### Work order
Write back every record verbatim.

### Records for this task
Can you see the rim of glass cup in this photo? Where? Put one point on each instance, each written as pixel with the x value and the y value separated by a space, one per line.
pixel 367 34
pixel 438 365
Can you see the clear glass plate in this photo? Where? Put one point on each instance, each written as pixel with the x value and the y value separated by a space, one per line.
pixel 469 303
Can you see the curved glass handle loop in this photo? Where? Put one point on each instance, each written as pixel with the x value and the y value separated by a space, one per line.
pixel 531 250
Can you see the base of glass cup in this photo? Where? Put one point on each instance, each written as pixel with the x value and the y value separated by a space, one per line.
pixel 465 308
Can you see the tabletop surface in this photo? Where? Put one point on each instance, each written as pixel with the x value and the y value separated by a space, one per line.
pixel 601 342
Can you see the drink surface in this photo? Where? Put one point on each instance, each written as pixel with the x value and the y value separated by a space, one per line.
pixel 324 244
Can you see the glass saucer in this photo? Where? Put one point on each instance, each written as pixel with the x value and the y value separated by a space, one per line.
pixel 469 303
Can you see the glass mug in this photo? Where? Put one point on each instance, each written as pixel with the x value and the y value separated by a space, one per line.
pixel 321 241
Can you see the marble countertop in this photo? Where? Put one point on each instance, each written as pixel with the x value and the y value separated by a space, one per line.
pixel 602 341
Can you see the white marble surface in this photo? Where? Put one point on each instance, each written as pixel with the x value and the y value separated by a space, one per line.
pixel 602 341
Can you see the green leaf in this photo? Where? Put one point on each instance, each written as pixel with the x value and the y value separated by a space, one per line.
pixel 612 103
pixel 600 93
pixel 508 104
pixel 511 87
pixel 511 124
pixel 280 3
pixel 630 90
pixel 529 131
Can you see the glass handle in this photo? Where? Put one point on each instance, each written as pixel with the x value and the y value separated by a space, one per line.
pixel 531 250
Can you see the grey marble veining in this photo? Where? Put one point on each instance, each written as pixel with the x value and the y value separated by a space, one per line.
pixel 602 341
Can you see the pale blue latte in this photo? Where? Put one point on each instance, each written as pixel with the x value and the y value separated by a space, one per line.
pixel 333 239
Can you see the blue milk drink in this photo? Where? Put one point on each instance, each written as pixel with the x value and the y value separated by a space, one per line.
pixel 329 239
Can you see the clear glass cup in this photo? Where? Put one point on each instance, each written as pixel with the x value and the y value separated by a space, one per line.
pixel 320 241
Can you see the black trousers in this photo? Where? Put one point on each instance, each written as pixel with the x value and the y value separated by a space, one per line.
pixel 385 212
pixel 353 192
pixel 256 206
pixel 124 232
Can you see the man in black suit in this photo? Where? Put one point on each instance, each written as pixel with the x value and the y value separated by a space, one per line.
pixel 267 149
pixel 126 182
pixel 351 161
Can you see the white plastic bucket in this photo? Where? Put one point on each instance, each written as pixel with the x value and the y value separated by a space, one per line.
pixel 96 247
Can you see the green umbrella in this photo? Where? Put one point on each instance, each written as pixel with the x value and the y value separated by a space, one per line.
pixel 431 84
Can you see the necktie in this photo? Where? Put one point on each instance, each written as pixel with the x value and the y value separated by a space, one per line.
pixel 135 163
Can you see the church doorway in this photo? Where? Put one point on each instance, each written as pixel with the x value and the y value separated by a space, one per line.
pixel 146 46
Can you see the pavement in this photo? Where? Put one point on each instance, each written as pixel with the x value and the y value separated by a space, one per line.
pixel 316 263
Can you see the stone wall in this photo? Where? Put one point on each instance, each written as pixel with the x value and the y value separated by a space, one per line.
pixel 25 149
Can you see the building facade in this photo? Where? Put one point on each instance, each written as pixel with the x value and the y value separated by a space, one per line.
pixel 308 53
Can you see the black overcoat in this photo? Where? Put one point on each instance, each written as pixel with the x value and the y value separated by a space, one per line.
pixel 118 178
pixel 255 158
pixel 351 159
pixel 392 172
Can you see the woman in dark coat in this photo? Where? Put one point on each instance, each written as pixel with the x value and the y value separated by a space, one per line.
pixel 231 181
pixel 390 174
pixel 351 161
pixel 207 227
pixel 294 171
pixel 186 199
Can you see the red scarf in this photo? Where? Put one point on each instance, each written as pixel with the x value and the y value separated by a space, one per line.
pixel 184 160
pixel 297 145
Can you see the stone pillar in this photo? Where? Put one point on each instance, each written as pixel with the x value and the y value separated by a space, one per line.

### Exercise response
Can you see the rim of glass cup in this photo? Where? Put one point on each instance, each written as pixel with the x value and the y value separated by a space, one per line.
pixel 367 34
pixel 438 365
Can you see the clear glass plate in this photo? Where? Put one point on each instance, each written as pixel with the x value and the y value separated by a space, one per line.
pixel 469 303
Can you see the curved glass handle loop in this photo? Where? Put one point on each instance, each written as pixel with the x value and the y value separated by a space, one per line.
pixel 531 250
Can you see the base of glass cup in this photo? Where? Put one point on each instance, each written as pixel with the x value and the y value separated by a space, one per line.
pixel 465 308
Can you see the tabletop surface in this photo? Where? Put one point on each instance, each written as pixel with the x value and the y value separated by a space, one per line.
pixel 601 342
Can you see the drink surface in this photo? Where? Put one point on each instance, each written as pixel with the x value and the y value separated by a space, one per line.
pixel 324 244
Can you see the glass saucer in this photo? Where? Put one point on each instance, each written as pixel with the x value and the y value separated by a space, one per line.
pixel 469 303
Can you see the glass mug in this photo? Where? Put one point on each instance, each written as pixel with the x value and the y value separated by a space, one per line.
pixel 321 241
Can you see the marble countertop in this photo? Where? Put one point on each instance, each written as pixel with the x value and the y value separated by a space, one per line.
pixel 602 341
Can you see the white marble surface in this photo? Where? Put one point on each instance, each written as pixel with the x value and the y value separated by a space, one per line.
pixel 602 341
Can you see the green leaf in this photo? Where? Put one point on each instance, each written as pixel with the x value and the y value separated by a space, one per line.
pixel 612 103
pixel 600 93
pixel 508 104
pixel 511 87
pixel 511 124
pixel 280 3
pixel 630 90
pixel 529 131
Can you see the glass handle in this photo? Where? Put one point on each instance, each written as pixel with the x value and the y value separated by a space, one per line.
pixel 531 250
Can you see the grey marble veining in this photo? Where? Put one point on each instance, each written as pixel with the x value and the y value separated by a space, one per line.
pixel 602 341
Can you see the pale blue latte in this photo? Where? Put one point on each instance, each written as pixel with the x value and the y value separated by a space, one per line.
pixel 333 239
Can you see the blue milk drink in this photo? Where? Put one point on each instance, each written as pixel with the x value and the y value separated by a space, one per line.
pixel 329 239
Can you see the clear glass cup in this photo? Where? Put one point on each instance, each written as pixel with the x value and the y value separated by a space, one per line.
pixel 320 241
Can you see the black trousers in this photo? Where? Put one point on each instance, each written as pixel with the x value and the y value separated by a space, one per line.
pixel 385 212
pixel 353 192
pixel 256 206
pixel 124 232
Can you see the man in black suit in this photo? Where? Put one point on each instance, each written as pixel with the x value and the y value separated by a space, one per line.
pixel 267 149
pixel 126 182
pixel 351 161
Can you see the white plastic bucket in this photo? Where? Put one point on each instance, each written as pixel with the x value and the y value separated by a space, one per line.
pixel 96 247
Can you see the green umbrella in this photo? Where? Put one point on each instance, each written as pixel with the x value and the y value separated by a space, one per line.
pixel 431 84
Can you see the necktie in this photo? Where? Put one point on each instance, each written as pixel with the x value and the y value separated by a space, one per line.
pixel 135 163
Can you see the church doorway in this photo? Where? Put one point on each instance, each written as pixel with the x value and the y value separated by a space, one per line.
pixel 146 46
Can you see the pavement in this photo? Where? Put one point on each instance, each written as pixel with the x value and the y value separated by a space, one per line.
pixel 316 263
Can you see the stone wall in this photo? Where? Put one point on each instance, each written as pixel with the x value and the y value separated by a space, one per line.
pixel 25 149
Can you see the building facade in this photo? Where? Put one point on each instance, each written as pixel with the x value and the y value separated by a space, one per line.
pixel 308 53
Can you see the black overcoat in this photo? Where? Put one point on each instance, each written as pixel with the x value and the y value separated by a space, one per line.
pixel 118 178
pixel 255 158
pixel 351 159
pixel 392 172
Can you see the woman in dark coat in this photo? Where? Put one point on each instance, each written as pixel with the x value and the y value separated by a space, one per line.
pixel 231 181
pixel 390 174
pixel 351 161
pixel 207 227
pixel 294 171
pixel 186 199
Can you see the red scarf in this photo? Where? Put one point on each instance, each written as pixel with the x value and the y value separated by a space, one per line.
pixel 184 160
pixel 297 145
Can you see the stone pillar in this photo? Where? Put one point on each instance, each written as pixel with the x value and the y value separated by a space, one per line.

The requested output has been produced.